#### 과제 설명
아래 자료에서 "Trace each <instance>" 문구가 있는 줄부터 "box: [105, 39, 111, 48]" 문구가 있는 줄까지, 양 끝 줄을 포함한 모든 줄을 한 줄에 문자열 하나씩 담은 JSON 목록으로 바꾸세요. 빈 줄은 빼고 이 범위 밖의 줄은 넣지 마세요.

#### 발췌 자료
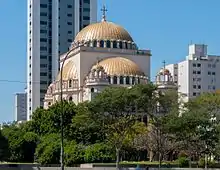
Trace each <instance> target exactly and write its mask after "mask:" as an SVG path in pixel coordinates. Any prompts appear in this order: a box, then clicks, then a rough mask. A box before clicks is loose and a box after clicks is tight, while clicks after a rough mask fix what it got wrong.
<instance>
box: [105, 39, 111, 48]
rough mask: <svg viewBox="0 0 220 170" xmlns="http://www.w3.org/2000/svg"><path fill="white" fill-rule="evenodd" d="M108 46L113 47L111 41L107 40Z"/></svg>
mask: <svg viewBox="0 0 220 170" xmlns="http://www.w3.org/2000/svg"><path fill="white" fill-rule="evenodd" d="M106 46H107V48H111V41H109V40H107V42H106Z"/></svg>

...

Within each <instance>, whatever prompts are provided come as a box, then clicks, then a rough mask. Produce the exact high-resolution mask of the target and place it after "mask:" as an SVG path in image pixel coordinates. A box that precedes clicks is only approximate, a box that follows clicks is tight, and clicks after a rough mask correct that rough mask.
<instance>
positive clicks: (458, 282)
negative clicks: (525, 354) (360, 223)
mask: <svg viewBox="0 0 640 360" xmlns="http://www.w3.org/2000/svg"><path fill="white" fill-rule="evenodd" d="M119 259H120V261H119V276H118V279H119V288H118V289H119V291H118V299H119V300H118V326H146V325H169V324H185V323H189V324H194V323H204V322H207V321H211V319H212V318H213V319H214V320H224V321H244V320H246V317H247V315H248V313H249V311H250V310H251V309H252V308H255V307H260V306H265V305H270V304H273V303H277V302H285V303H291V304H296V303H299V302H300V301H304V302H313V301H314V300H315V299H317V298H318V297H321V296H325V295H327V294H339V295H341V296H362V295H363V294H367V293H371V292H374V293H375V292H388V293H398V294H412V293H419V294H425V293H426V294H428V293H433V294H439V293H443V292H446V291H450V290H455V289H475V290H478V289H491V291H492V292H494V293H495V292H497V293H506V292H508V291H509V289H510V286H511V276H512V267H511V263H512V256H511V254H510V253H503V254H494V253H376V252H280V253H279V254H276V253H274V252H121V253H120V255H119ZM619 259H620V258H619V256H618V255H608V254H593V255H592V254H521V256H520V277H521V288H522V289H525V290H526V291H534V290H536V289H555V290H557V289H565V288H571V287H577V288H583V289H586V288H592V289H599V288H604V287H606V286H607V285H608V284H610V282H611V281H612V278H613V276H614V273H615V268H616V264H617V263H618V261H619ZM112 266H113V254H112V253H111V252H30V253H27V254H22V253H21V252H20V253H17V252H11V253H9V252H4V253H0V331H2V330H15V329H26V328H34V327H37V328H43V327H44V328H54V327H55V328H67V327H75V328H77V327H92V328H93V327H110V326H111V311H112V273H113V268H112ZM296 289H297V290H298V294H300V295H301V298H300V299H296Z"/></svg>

#### 과제 답안
[
  "Trace each <instance> target exactly and write its mask after \"mask:\" as an SVG path in pixel coordinates. Any prompts appear in this order: a box, then clicks, then a rough mask. A box before clicks is loose and a box after clicks is tight, while clicks after a rough mask fix what it got wrong.",
  "<instance>",
  "box: [105, 39, 111, 48]"
]